■ Work instruction
Below are the records; give again exactly the line with "Report the position of each instance of the person", the line with "[[287, 361], [157, 101], [116, 243], [311, 356]]", and each line that lies between them, and nothing besides.
===== Information provided =====
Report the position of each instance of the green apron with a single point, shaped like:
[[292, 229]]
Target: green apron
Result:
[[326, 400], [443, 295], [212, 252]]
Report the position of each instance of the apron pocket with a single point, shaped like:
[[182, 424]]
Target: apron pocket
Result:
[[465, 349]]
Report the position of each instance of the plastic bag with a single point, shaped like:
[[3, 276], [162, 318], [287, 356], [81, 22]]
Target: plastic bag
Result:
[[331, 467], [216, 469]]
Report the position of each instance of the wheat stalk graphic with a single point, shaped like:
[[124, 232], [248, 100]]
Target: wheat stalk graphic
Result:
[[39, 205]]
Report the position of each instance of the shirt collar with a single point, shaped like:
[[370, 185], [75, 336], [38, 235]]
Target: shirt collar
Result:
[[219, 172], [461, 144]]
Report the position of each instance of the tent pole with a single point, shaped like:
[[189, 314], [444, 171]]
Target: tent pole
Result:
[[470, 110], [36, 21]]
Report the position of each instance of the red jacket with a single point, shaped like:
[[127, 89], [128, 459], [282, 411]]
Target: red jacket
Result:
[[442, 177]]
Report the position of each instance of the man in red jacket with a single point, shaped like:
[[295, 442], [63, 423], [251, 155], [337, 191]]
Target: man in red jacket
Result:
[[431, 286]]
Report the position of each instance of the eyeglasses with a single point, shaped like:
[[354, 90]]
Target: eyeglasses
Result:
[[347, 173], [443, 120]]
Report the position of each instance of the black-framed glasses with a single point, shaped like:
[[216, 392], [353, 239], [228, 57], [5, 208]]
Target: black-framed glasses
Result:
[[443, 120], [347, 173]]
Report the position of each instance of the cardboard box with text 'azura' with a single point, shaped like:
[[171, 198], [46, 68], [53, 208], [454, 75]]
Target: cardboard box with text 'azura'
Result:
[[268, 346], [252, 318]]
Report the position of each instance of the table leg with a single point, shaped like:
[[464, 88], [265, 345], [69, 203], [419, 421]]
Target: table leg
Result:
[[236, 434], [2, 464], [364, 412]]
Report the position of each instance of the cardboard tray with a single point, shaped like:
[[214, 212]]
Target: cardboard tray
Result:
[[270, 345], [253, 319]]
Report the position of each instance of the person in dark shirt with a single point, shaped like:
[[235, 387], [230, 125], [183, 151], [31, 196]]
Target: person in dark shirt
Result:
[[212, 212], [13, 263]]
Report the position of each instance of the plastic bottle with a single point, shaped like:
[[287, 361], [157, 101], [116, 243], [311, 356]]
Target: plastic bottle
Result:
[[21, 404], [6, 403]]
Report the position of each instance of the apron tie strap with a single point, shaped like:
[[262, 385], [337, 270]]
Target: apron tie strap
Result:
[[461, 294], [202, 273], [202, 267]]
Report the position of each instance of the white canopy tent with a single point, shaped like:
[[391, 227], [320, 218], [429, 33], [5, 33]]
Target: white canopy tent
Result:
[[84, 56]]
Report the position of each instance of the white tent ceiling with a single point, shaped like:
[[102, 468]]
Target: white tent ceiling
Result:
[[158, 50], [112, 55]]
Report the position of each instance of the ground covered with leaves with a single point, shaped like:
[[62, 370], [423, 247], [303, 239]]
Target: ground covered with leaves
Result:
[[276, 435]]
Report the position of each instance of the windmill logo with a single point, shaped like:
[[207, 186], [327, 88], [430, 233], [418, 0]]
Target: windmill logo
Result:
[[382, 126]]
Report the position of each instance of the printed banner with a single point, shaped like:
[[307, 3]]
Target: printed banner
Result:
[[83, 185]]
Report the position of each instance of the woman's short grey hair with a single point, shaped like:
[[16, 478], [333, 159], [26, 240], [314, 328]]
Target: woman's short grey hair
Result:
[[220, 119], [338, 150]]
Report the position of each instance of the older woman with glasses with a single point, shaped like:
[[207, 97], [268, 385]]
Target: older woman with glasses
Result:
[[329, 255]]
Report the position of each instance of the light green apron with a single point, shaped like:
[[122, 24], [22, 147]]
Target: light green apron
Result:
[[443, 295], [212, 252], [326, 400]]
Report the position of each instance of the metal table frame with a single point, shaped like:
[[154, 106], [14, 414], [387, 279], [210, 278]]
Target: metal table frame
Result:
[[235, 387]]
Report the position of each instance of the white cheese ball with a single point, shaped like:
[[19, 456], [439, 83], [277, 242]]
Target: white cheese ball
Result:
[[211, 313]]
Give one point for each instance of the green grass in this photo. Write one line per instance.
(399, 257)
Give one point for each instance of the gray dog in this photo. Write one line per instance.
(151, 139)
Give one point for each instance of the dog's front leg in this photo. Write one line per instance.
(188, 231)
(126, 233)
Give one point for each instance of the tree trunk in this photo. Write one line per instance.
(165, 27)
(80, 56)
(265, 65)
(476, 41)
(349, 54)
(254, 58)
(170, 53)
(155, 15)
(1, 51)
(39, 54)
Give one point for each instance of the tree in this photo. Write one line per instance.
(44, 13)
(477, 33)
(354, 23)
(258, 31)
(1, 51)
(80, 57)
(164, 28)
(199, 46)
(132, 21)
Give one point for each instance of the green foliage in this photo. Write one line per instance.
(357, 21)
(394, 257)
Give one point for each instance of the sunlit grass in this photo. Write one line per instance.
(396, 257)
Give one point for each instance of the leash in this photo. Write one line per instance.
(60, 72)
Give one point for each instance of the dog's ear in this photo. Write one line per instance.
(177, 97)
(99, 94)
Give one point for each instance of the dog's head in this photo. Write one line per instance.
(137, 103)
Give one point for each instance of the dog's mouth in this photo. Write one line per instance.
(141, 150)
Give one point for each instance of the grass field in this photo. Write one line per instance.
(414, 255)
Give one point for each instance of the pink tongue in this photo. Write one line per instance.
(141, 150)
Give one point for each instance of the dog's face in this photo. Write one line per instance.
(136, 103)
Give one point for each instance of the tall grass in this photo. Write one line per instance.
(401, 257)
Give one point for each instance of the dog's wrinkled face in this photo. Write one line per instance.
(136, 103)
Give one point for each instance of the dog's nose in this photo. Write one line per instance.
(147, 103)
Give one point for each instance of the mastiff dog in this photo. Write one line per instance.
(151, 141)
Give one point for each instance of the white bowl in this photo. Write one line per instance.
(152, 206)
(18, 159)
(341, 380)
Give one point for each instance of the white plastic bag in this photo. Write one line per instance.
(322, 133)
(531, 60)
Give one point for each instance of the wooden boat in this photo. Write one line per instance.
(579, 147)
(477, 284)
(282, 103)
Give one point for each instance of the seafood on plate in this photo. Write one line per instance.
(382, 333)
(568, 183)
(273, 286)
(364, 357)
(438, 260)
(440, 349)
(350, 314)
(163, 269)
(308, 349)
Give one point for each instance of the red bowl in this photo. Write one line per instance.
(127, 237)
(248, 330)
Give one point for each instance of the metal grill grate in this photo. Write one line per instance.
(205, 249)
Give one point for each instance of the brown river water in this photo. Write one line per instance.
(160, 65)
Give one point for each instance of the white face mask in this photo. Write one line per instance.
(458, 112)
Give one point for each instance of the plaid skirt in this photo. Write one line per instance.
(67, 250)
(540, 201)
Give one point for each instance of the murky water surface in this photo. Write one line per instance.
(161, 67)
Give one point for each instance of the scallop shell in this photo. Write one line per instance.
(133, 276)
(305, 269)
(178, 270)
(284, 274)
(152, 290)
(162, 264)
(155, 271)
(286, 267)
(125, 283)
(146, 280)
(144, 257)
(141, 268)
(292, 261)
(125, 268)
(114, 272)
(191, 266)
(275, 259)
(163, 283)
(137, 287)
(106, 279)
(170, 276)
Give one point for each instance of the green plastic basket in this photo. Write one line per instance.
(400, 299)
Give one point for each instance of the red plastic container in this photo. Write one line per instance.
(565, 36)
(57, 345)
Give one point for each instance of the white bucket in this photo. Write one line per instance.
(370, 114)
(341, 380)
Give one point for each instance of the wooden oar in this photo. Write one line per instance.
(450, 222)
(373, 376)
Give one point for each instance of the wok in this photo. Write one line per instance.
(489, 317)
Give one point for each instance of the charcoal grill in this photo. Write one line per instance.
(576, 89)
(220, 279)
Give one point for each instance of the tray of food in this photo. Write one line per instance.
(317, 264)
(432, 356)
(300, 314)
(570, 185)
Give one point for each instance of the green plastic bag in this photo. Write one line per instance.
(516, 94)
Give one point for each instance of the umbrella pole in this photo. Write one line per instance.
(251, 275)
=====
■ Exercise result
Report the position of each instance of the person in dark shirt with a single point, shaped like:
[[235, 387], [230, 125], [183, 151], [31, 196]]
Target: person in dark shirt
Result:
[[212, 212], [13, 263]]
Report the position of each instance of the plastic bottle with a single point, shaped like:
[[287, 361], [157, 101], [116, 243], [311, 356]]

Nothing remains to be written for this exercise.